Passage extrait:
Sur le premier point, le rapporteur public s’était tourné vers les principes OCDE, selon lesquels les coûts associés à la mise au point d’actifs incorporels en interne par la société elle-même, par opposition par exemple à une acquisition auprès de tiers, peuvent être considérés comme des charges et donc non comptabilisés en immobilisation, de sorte que les actifs incorporels ainsi créés n’apparaissent pas toujours au bilan3. Il ne pouvait donc pas s’agir d’un avantage par nature.

Sur le deuxième point, le rapporteur public avait retenu que les développements de l’administration « sont davantage susceptibles de venir au soutien d’une argumentation articulée autour du caractère excessif du montant des redevances au regard de leur objet, mais l’administration ne s’est, à tort, jamais engagée sur une discussion chiffrée à cet égard », comme elle aurait dû le faire dans le cadre de la démonstration d’un avantage par comparaison.

La cour a constaté que la société a réellement eu accès aux dossiers techniques lui ayant permis d’obtenir les AMM nécessaires à la réalisation de son activité. Or, elle ne disposait pas des moyens matériels et humains nécessaires pour préparer elle-même ces dossiers techniques, qui nécessitent le concours de divers professionnels et la réalisation de tests cliniques. Faute d’être parvenue à établir l’existence d’un avantage par nature, puisqu’il existait bien une contrepartie au versement de la redevance, l’administration aurait dû tester l’existence d’un avantage par comparaison, en vue de démontrer la réalité d’un transfert indirect de bénéfices au sens de l’article 57 du CGI.

L’administration avait tenté en vain de fonder ses rectifications sur l’article 238 A du CGI, ne nécessitant pas la démonstration d’un quelconque avantage

Le rapporteur public a observé dans ses conclusions que « le service vérificateur a entendu se placer sur différents fondements, de toute évidence afin de se ménager la charge de preuve la plus favorable ». L’administration avait fondé initialement ses rectifications sur l’article 238 A du CGI, sur l’article 57 du CGI et sur l’article 39 du CGI.

Jeu de données:

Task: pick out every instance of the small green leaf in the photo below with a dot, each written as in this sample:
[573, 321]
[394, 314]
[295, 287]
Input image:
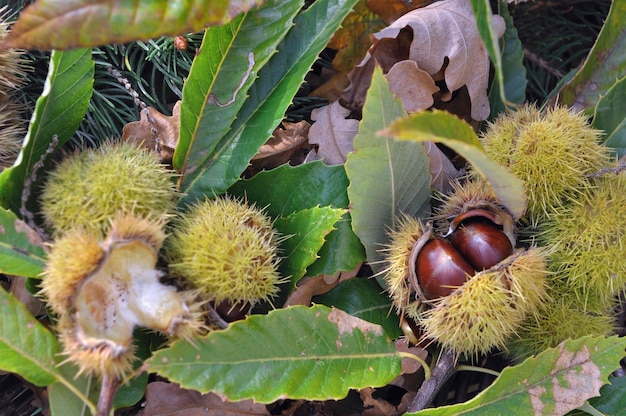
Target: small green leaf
[26, 346]
[226, 66]
[21, 251]
[59, 111]
[387, 177]
[72, 396]
[442, 127]
[604, 64]
[271, 94]
[364, 299]
[612, 399]
[555, 382]
[513, 70]
[287, 189]
[609, 116]
[305, 230]
[484, 21]
[312, 353]
[65, 24]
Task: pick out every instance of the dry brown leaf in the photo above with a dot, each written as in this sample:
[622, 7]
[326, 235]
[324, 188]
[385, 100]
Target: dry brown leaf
[446, 32]
[412, 85]
[167, 399]
[353, 40]
[318, 285]
[286, 144]
[165, 129]
[333, 133]
[442, 171]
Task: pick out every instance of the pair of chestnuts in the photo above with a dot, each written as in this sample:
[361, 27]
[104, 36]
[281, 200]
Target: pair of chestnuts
[474, 243]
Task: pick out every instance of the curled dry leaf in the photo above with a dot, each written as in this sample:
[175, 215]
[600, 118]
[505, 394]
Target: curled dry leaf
[446, 30]
[318, 285]
[288, 144]
[442, 171]
[167, 399]
[413, 86]
[154, 125]
[333, 133]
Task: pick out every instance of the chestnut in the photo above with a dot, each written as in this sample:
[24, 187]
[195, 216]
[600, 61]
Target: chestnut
[482, 244]
[440, 268]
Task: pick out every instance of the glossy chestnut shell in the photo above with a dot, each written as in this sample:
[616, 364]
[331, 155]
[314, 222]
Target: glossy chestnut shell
[440, 269]
[482, 244]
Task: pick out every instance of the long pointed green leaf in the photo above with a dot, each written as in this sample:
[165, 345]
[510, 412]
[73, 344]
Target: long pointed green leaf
[59, 111]
[271, 94]
[20, 252]
[387, 177]
[221, 74]
[442, 127]
[312, 353]
[287, 189]
[609, 116]
[604, 64]
[513, 71]
[555, 382]
[26, 347]
[306, 230]
[64, 24]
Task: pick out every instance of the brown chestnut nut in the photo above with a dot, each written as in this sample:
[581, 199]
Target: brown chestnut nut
[440, 269]
[482, 244]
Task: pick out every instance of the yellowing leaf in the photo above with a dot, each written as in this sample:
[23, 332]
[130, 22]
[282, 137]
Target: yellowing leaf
[447, 29]
[333, 133]
[66, 24]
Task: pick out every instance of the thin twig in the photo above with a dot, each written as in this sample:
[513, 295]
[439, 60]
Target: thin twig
[28, 183]
[142, 106]
[444, 369]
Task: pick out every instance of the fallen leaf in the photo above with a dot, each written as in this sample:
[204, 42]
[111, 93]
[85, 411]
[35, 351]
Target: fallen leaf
[286, 144]
[333, 133]
[412, 85]
[154, 125]
[352, 40]
[390, 10]
[446, 31]
[168, 399]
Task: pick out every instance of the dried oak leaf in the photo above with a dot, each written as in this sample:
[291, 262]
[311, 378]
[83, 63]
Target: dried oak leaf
[286, 144]
[166, 129]
[352, 40]
[168, 399]
[415, 87]
[446, 32]
[333, 133]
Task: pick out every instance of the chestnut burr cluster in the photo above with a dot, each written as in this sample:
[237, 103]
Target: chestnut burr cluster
[474, 278]
[476, 244]
[461, 276]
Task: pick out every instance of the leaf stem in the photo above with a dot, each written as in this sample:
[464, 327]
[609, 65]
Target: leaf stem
[78, 393]
[465, 367]
[590, 409]
[424, 364]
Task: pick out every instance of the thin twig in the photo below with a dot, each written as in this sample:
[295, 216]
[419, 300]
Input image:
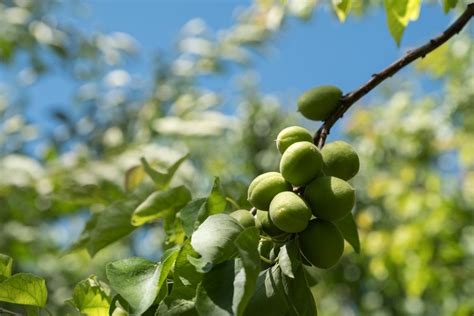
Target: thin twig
[349, 99]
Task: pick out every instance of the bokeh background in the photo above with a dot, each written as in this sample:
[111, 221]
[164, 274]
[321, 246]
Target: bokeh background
[89, 87]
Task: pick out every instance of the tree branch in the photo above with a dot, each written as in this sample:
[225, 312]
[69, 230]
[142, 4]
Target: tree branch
[349, 99]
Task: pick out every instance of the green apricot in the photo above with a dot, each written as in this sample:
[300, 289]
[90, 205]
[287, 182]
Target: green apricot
[265, 223]
[318, 103]
[289, 212]
[321, 243]
[291, 135]
[340, 160]
[264, 187]
[244, 218]
[330, 198]
[301, 163]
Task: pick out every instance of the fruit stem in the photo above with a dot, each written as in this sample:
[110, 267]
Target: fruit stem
[352, 97]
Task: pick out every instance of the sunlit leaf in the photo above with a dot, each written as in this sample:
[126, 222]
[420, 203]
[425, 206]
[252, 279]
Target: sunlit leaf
[214, 239]
[399, 14]
[5, 265]
[136, 280]
[24, 289]
[449, 4]
[91, 297]
[342, 8]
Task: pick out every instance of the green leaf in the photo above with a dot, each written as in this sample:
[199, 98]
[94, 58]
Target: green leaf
[399, 14]
[298, 294]
[288, 258]
[214, 239]
[246, 276]
[6, 263]
[449, 4]
[166, 266]
[109, 225]
[198, 210]
[91, 297]
[112, 224]
[185, 274]
[214, 294]
[348, 228]
[269, 297]
[162, 179]
[176, 307]
[24, 289]
[342, 8]
[216, 202]
[133, 177]
[136, 280]
[228, 287]
[160, 204]
[190, 213]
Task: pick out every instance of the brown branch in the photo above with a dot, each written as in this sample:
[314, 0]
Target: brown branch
[352, 97]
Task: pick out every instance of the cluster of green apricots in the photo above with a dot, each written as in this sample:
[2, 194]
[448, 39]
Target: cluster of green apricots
[308, 195]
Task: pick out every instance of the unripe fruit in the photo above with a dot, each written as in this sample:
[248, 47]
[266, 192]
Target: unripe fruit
[321, 243]
[340, 160]
[264, 187]
[330, 198]
[291, 135]
[318, 103]
[289, 212]
[265, 223]
[301, 163]
[244, 218]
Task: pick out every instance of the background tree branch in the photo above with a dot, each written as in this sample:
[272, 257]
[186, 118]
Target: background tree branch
[352, 97]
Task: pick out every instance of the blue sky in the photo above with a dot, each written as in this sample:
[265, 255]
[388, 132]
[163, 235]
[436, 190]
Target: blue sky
[304, 54]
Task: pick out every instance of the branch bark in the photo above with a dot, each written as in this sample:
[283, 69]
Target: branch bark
[352, 97]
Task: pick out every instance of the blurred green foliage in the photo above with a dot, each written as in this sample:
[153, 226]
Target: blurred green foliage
[415, 188]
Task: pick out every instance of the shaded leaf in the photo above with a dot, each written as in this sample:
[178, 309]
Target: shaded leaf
[91, 297]
[112, 224]
[348, 228]
[24, 289]
[198, 210]
[109, 225]
[246, 276]
[6, 263]
[159, 204]
[214, 239]
[133, 177]
[185, 273]
[190, 213]
[216, 202]
[162, 179]
[268, 298]
[176, 307]
[167, 263]
[288, 258]
[298, 294]
[214, 294]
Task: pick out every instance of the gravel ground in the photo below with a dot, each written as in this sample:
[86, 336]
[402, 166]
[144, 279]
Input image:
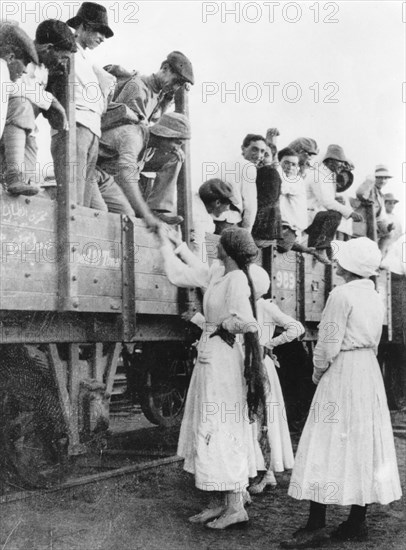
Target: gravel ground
[149, 510]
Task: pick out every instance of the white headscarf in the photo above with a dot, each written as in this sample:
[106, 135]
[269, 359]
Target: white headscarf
[360, 256]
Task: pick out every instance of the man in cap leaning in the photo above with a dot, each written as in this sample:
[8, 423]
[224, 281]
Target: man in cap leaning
[54, 42]
[16, 51]
[389, 226]
[91, 29]
[124, 154]
[149, 97]
[325, 212]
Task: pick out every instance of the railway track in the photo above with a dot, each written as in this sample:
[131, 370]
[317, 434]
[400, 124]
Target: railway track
[125, 453]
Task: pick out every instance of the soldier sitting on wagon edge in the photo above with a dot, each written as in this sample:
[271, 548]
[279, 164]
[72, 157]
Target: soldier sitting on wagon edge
[325, 212]
[220, 202]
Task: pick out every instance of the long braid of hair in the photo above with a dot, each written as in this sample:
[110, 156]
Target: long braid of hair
[254, 372]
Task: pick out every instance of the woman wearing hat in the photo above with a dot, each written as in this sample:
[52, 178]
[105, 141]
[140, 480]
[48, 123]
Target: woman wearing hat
[216, 437]
[346, 454]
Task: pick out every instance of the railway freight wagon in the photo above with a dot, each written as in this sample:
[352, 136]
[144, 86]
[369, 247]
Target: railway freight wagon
[81, 288]
[75, 284]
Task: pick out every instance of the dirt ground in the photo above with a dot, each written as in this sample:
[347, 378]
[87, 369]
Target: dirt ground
[149, 510]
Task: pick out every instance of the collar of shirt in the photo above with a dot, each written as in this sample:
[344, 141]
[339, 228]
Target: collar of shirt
[152, 82]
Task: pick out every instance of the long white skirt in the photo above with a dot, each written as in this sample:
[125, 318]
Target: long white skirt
[278, 429]
[346, 454]
[216, 438]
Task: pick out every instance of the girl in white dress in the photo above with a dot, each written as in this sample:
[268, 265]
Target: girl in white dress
[270, 316]
[216, 435]
[346, 454]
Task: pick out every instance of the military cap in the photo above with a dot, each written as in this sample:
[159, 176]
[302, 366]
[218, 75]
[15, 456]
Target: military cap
[382, 171]
[390, 197]
[57, 33]
[181, 65]
[93, 15]
[172, 125]
[305, 144]
[344, 180]
[216, 189]
[18, 40]
[336, 152]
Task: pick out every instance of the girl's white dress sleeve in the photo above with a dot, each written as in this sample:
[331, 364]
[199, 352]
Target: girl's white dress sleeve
[331, 332]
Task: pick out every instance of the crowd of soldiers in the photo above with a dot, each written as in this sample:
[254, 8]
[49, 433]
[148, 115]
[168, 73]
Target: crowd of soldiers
[122, 128]
[124, 131]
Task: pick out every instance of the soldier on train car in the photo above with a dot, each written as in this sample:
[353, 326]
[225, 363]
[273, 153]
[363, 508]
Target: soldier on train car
[148, 97]
[91, 29]
[17, 50]
[220, 202]
[306, 148]
[123, 155]
[53, 42]
[325, 212]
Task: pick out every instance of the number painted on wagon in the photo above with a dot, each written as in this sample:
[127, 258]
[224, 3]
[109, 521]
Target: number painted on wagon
[285, 280]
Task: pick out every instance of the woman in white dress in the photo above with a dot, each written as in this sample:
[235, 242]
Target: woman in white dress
[346, 454]
[216, 435]
[270, 316]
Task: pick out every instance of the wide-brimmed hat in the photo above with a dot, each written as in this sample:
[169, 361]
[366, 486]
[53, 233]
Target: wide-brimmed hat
[304, 144]
[181, 65]
[360, 256]
[94, 15]
[344, 180]
[12, 35]
[172, 125]
[390, 197]
[382, 171]
[57, 33]
[216, 189]
[336, 152]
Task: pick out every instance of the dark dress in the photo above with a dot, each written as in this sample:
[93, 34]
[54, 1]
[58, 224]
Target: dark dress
[268, 223]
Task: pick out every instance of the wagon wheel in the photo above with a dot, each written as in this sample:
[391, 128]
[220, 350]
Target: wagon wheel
[164, 383]
[29, 458]
[33, 444]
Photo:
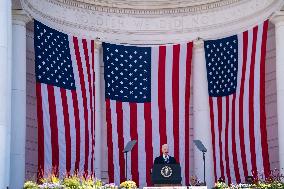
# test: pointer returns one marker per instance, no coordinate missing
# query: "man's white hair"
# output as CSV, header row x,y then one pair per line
x,y
164,145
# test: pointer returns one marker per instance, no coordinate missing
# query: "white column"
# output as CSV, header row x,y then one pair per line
x,y
278,20
5,91
201,119
18,127
98,108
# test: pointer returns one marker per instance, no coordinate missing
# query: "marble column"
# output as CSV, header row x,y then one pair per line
x,y
98,111
278,20
5,91
18,113
201,115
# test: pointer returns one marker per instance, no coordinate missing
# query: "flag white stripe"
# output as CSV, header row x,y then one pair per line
x,y
223,139
232,171
246,103
154,103
80,103
126,134
115,142
61,131
85,79
72,129
237,105
169,98
182,78
141,144
217,154
47,130
258,146
90,88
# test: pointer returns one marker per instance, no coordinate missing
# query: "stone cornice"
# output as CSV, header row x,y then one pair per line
x,y
125,8
20,17
278,18
90,19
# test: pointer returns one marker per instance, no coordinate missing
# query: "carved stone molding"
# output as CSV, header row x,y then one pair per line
x,y
19,17
151,22
278,18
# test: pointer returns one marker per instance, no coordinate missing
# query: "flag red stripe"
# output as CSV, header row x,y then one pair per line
x,y
186,107
84,98
109,142
227,141
264,143
175,96
77,128
161,94
220,115
241,104
213,136
148,141
67,129
134,136
88,62
251,103
234,150
40,132
53,129
119,113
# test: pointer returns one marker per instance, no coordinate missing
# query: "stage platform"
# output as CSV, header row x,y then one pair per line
x,y
176,187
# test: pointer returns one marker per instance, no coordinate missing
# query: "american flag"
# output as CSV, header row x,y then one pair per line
x,y
65,90
147,92
236,87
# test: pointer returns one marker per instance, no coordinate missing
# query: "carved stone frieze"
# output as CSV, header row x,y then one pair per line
x,y
151,22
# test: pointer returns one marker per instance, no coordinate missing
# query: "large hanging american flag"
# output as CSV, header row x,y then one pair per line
x,y
236,86
147,99
65,90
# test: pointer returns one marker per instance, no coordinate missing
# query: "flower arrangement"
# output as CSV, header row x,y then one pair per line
x,y
68,182
128,184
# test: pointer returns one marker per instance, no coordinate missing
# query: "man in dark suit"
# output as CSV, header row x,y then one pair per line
x,y
165,158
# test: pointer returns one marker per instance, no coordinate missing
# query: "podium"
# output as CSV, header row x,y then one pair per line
x,y
166,174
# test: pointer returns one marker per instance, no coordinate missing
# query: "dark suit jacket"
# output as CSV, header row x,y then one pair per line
x,y
161,160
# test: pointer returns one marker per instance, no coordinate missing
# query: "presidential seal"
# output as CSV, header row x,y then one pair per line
x,y
166,171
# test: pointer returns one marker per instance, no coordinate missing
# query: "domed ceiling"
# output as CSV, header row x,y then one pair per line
x,y
151,21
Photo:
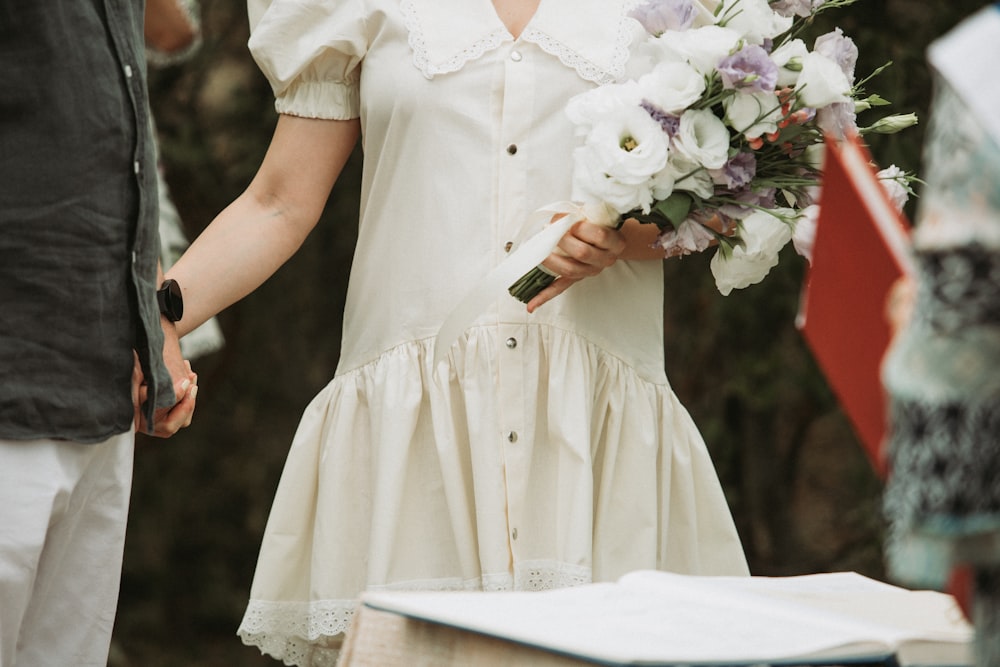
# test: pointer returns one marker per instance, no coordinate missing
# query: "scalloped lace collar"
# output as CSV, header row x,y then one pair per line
x,y
444,39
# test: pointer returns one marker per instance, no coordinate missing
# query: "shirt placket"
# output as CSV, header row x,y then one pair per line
x,y
514,344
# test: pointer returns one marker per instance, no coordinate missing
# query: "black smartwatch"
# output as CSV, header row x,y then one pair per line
x,y
171,300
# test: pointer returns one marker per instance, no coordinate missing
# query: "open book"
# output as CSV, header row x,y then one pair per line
x,y
861,249
664,619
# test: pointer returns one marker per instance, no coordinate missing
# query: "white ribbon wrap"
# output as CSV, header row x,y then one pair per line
x,y
530,254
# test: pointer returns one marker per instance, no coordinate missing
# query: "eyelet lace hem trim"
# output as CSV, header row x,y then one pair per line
x,y
309,634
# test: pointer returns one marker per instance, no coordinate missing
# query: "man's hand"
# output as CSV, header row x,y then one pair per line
x,y
167,421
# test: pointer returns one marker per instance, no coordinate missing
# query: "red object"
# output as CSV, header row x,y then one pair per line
x,y
860,251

Action requise 1:
Les affirmations (a), (b) et (c) concordent-elles avec le passage sur les redevances ? Répondez par oui ou par non pour chacune, en citant mot pour mot les termes du passage qui tranchent.
(a) La cour a constaté que la société disposait des moyens matériels et humains pour préparer elle-même les dossiers techniques.
(b) L’article 238 A du CGI ne requiert pas la démonstration d’un avantage.
(c) L’administration s’est engagée dans une discussion chiffrée sur le montant des redevances.
Action requise 2:
Poursuivez le passage sur les redevances à partir de sa dernière phrase.
Les items forment un matériau à part, indépendant du passage sur les redevances.

Réponse finale 1:
(a) Non : « elle ne disposait pas des moyens matériels et humains nécessaires pour préparer elle-même ces dossiers techniques ».
(b) Oui : « ne nécessitant pas la démonstration d’un quelconque avantage ».
(c) Non : « l’administration ne s’est, à tort, jamais engagée sur une discussion chiffrée à cet égard ».

Réponse finale 2:
Certains pourront s’étonner du choix de l’article 238 A du CGI par l’administration. Cette dernière avait considéré que les redevances étaient in fine versées dans un territoire soumis à un régime fiscal privilégié en soulignant que ces redevances étaient ensuite reversées à la société de droit maltais. Sur ce fondement, l’administration avait considéré bénéficier d’un régime de preuve plus favorable. Reste que cette motivation initialement avancée a dû être abandonnée en appel4. L’administration s’est ainsi trouvée démunie lorsqu’elle a dû faire face à la contrainte de détailler et renforcer sa position au regard de l’article 57 du CGI, et l’existence d’un avantage accordé par la société française. La caractérisation d’un avantage par comparaison étant difficile à établir à ce stade du litige, le service s’est donc naturellement tourné vers l’existence d’un avantage par nature. C’est ce que le rapporteur public souligne : « la tâche de l’administration fiscale au contentieux est assez ardue du fait de l’application erronée d’un fondement juridique inadéquat ».


L’oeil de la pratique 

Cet arrêt offre une opportunité au juge de rappeler une nouvelle fois les principes applicables en matière de charge de la preuve des transferts indirects de bénéfices. De manière classique, la Cour administrative d’appel de Lyon rappelle l’obligation qui pèse sur l’administration de déterminer si elle a décelé un avantage par nature, faute de contrepartie à l’avantage concédé. Si tel n’est pas le cas, elle doit nécessairement se livrer aux travaux qui lui permettront éventuellement de démontrer l’existence d’un avantage par comparaison. Par ailleurs, les débats avec les vérificateurs devraient se trouver clarifiés par cet arrêt qui offre une protection contre le « shopping » au fondement juridique auquel se livrent certains services de contrôle.


TA Lyon, 26 oct. 2021, n° 2005396, SAS Arrow Génériques, concl. M. Sautier : FI 1-2022, n° 4, § 8, comm. E. Lesprit

  CE, 7 nov. 2005, n° 266436 et n° 266438, Min. c/ Sté Cap Gemini : RJF2006 n° 17 ; BDCF 1/06 n° 5, concl. E. Glaser.

Principes OCDE, § 6.7.

Cf. TA Lyon, 26 oct. 2021, n° 2005396, SAS Arrow Génériques, préc.